## EXERCISE PASSAGE
►

By Spc. Christen BestFebruary 6, 2009
CAMP CASEY, Republic of Korea -- Soldiers from 2nd Battalion, 9th Infantry of the 1st Heavy Brigade Combat Team along with representatives of the USO, surprised the residents of a local nursing home located just outside Camp Casey with a visit and gifts donated by the USO.
The event, which took place Jan. 9 at the Bethlehem Nursing Home, was specifically scheduled to occur shortly before the Lunar New Year because of the holiday's significance to Korean culture and the patients at the nursing home.
"We picked today because it was the last work day before the Lunar New Year," said Mr. James Allen, manager of the local USO. "A lot of Americans still don't understand how important Lunar New Year is to the Korean people; it's one of the major holidays."
The nursing home residents deeply appreciated the holiday visit and showed their gratitude by singing, shaking the Soldiers' hands, and thanking them over and over again.
"The residents here were very pleased to have Americans come and visit," said Allen. "I think this is a great way for the USO to spend time and money. It's not the type of gift; it's the effort to give. The patients were appreciative of it."
The positive and heartfelt reaction helped the Soldiers to realize the significance of their involvement.
"I believe the Soldiers enjoyed just being around the senior citizens of Korea and knowing that we brought a little joy into their lives," said Spc. Patrick Northway, a tanker for D Company, 2-9.
Events like this are part of the USO's mission to enhance the Soldiers' experience in Korea and to make a viable difference to the people living outside the gate as well.
"The primary mission of the USO is to support the Soldiers and families wherever they are assigned and also to create a partnership between the civilian and military communities," said Allen. "This is what we call a good neighbor program. It significantly enhances the relationship that 2nd Infantry Division has with the local citizens."
The Soldiers also felt the relevance volunteering in terms of their service in Korea.

◄

## RECORDS
►

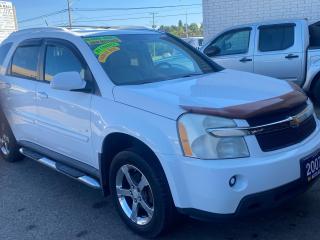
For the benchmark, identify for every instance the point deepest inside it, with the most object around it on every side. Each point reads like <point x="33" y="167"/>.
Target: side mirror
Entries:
<point x="68" y="81"/>
<point x="212" y="51"/>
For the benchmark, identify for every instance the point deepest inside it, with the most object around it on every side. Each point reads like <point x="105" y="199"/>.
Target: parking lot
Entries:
<point x="37" y="203"/>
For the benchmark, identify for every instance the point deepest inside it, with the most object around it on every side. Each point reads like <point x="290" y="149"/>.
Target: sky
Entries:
<point x="27" y="9"/>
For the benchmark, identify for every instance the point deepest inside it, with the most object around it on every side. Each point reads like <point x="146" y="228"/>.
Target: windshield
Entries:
<point x="146" y="58"/>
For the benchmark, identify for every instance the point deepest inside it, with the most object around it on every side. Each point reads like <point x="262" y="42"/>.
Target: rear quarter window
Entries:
<point x="25" y="62"/>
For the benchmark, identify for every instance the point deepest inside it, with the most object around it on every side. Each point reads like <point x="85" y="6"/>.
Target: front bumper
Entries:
<point x="255" y="203"/>
<point x="203" y="185"/>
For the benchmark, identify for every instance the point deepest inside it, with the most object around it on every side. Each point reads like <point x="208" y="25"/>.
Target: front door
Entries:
<point x="235" y="49"/>
<point x="18" y="88"/>
<point x="279" y="52"/>
<point x="64" y="116"/>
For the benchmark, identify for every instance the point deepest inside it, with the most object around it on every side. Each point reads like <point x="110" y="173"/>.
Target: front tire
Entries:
<point x="9" y="149"/>
<point x="141" y="194"/>
<point x="316" y="92"/>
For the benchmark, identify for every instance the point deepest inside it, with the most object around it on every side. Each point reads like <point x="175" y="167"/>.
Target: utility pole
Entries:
<point x="153" y="20"/>
<point x="187" y="31"/>
<point x="69" y="14"/>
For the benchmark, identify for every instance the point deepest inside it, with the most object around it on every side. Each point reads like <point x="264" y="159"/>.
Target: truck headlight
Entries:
<point x="197" y="142"/>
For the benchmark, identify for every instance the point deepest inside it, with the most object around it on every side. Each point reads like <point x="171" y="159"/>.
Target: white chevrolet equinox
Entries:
<point x="146" y="118"/>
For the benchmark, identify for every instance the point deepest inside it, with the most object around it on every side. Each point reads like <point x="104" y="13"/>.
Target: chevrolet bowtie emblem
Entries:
<point x="295" y="122"/>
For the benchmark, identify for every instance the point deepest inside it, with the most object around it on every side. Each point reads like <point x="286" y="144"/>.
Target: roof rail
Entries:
<point x="40" y="29"/>
<point x="105" y="27"/>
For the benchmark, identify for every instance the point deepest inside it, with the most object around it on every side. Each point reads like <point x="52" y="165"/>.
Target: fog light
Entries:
<point x="233" y="181"/>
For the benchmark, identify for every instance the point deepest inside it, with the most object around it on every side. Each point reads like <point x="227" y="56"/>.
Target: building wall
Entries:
<point x="8" y="20"/>
<point x="221" y="14"/>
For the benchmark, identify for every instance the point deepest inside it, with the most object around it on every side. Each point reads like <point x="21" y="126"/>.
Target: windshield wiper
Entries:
<point x="191" y="75"/>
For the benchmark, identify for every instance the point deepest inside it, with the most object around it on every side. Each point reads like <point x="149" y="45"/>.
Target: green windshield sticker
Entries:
<point x="104" y="47"/>
<point x="101" y="40"/>
<point x="104" y="55"/>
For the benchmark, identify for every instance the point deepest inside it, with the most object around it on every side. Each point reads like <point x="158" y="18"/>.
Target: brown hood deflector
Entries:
<point x="249" y="110"/>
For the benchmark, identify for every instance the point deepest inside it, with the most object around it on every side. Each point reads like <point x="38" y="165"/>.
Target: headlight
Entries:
<point x="197" y="142"/>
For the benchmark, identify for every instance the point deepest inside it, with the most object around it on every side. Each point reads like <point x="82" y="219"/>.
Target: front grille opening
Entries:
<point x="283" y="138"/>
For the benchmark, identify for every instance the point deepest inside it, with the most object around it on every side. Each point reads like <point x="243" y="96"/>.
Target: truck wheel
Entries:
<point x="316" y="92"/>
<point x="9" y="149"/>
<point x="141" y="194"/>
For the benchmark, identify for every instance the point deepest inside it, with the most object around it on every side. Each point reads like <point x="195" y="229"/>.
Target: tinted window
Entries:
<point x="146" y="58"/>
<point x="233" y="42"/>
<point x="4" y="49"/>
<point x="25" y="62"/>
<point x="61" y="59"/>
<point x="276" y="38"/>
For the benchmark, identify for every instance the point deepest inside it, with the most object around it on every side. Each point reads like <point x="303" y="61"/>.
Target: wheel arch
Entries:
<point x="115" y="143"/>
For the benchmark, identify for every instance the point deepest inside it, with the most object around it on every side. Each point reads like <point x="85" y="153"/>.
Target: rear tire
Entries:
<point x="159" y="214"/>
<point x="9" y="149"/>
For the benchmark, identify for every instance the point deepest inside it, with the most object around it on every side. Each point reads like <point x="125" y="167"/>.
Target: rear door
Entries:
<point x="64" y="116"/>
<point x="279" y="52"/>
<point x="235" y="49"/>
<point x="19" y="87"/>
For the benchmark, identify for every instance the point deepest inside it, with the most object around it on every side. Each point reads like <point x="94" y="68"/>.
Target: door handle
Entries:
<point x="5" y="85"/>
<point x="42" y="95"/>
<point x="290" y="56"/>
<point x="245" y="59"/>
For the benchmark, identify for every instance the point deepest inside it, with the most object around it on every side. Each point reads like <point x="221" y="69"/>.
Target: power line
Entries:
<point x="134" y="8"/>
<point x="124" y="19"/>
<point x="116" y="15"/>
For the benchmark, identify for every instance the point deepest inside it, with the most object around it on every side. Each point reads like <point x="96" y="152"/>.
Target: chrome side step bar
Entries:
<point x="61" y="168"/>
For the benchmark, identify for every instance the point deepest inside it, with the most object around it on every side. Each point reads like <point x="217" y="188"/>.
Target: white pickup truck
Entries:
<point x="286" y="49"/>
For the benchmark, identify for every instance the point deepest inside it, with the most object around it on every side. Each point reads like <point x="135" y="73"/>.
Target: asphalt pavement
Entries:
<point x="37" y="203"/>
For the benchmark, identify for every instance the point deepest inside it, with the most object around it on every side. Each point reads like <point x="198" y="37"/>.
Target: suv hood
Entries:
<point x="218" y="91"/>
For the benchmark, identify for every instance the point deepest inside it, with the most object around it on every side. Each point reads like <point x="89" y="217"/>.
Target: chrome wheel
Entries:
<point x="134" y="194"/>
<point x="4" y="144"/>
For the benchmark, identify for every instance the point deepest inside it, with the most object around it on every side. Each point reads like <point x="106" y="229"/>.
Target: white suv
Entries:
<point x="141" y="115"/>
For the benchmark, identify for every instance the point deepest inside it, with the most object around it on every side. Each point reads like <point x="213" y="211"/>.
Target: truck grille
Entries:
<point x="271" y="141"/>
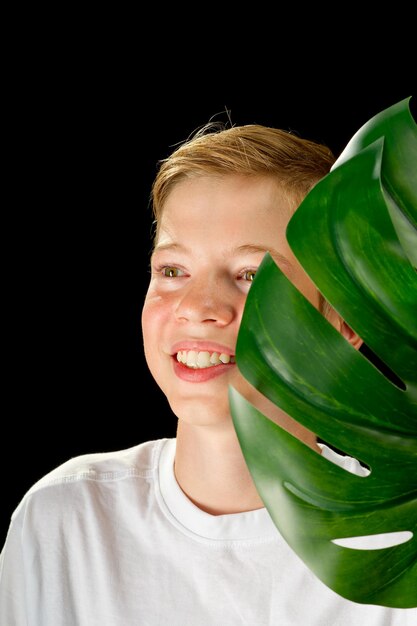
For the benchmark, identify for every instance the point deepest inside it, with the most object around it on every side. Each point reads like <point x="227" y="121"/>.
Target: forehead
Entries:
<point x="225" y="204"/>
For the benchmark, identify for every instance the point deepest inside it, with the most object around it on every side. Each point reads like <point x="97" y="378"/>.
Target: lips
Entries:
<point x="202" y="359"/>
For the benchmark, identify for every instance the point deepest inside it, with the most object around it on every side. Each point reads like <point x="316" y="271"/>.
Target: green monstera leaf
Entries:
<point x="356" y="236"/>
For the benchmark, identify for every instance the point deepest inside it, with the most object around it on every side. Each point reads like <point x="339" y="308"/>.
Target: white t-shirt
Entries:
<point x="111" y="540"/>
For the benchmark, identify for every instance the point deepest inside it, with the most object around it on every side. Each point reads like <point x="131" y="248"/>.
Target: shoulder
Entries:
<point x="89" y="470"/>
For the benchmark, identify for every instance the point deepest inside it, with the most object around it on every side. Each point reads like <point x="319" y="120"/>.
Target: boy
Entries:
<point x="173" y="531"/>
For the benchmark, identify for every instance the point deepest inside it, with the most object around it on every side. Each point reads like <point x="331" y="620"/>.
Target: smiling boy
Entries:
<point x="173" y="531"/>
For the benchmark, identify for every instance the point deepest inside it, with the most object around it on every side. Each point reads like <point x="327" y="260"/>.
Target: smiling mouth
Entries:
<point x="203" y="359"/>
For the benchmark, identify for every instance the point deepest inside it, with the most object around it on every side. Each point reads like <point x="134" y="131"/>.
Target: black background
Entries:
<point x="86" y="134"/>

◄

## QUESTIONS ON THE MATERIAL
**A.** Answer these from the article on the nursing home visit:
(i) Where did the visit take place, and on what date?
(ii) What position does James Allen hold?
(iii) Which unit is Spc. Patrick Northway a tanker for?
**B.** Print the part of the article on the nursing home visit starting at "The positive and" and ending at "service in Korea.".
The records can be set aside; none of this work depends on them.

## COMPLETED EXERCISE
**A.**
(i) At the Bethlehem Nursing Home, on Jan. 9.
(ii) He is the manager of the local USO.
(iii) D Company, 2-9.

**B.**
The positive and heartfelt reaction helped the Soldiers to realize the significance of their involvement.
"I believe the Soldiers enjoyed just being around the senior citizens of Korea and knowing that we brought a little joy into their lives," said Spc. Patrick Northway, a tanker for D Company, 2-9.
Events like this are part of the USO's mission to enhance the Soldiers' experience in Korea and to make a viable difference to the people living outside the gate as well.
"The primary mission of the USO is to support the Soldiers and families wherever they are assigned and also to create a partnership between the civilian and military communities," said Allen. "This is what we call a good neighbor program. It significantly enhances the relationship that 2nd Infantry Division has with the local citizens."
The Soldiers also felt the relevance volunteering in terms of their service in Korea.